(Rows from a pointing dataset)

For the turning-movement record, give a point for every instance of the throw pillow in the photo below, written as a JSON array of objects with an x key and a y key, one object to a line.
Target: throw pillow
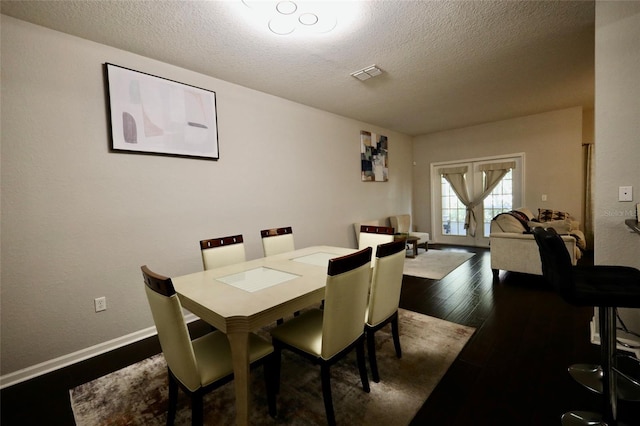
[
  {"x": 561, "y": 226},
  {"x": 546, "y": 215}
]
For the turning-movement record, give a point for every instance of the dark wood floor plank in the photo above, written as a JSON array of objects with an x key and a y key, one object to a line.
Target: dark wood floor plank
[{"x": 513, "y": 371}]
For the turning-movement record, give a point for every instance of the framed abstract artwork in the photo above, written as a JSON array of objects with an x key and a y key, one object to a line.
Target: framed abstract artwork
[
  {"x": 374, "y": 157},
  {"x": 154, "y": 115}
]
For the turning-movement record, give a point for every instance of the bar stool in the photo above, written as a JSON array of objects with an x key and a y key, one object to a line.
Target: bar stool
[{"x": 602, "y": 286}]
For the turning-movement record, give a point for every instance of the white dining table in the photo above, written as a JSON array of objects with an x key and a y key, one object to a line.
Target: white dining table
[{"x": 241, "y": 298}]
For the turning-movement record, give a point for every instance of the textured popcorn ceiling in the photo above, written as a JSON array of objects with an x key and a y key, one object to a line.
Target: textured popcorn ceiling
[{"x": 446, "y": 64}]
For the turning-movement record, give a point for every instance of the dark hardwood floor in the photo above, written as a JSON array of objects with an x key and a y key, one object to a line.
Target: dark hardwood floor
[{"x": 513, "y": 371}]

§ **Exercise**: Repeat word for word the part of the records that begins with the line containing "of the white" and continues through the end of the records.

§ **Answer**:
For the turning-movement record, give a point for every instance of the white dining table in the photo above, written as a JSON array of objects with an x key and a y key, one object to a line.
Target: white dining table
[{"x": 241, "y": 298}]
For the turning-movement record, give a point for every instance of the textured popcorn ceiling in the photo above, written as a JSON array of objects with an x key and a y key, one object to a line.
Target: textured popcorn ceiling
[{"x": 446, "y": 64}]
For the turning-movement record, give a point for every instance of the dark hardwood floor in the photo above, written as a JSON array of objects with an x key and a y key, one object to a line.
Target: dark hardwood floor
[{"x": 513, "y": 371}]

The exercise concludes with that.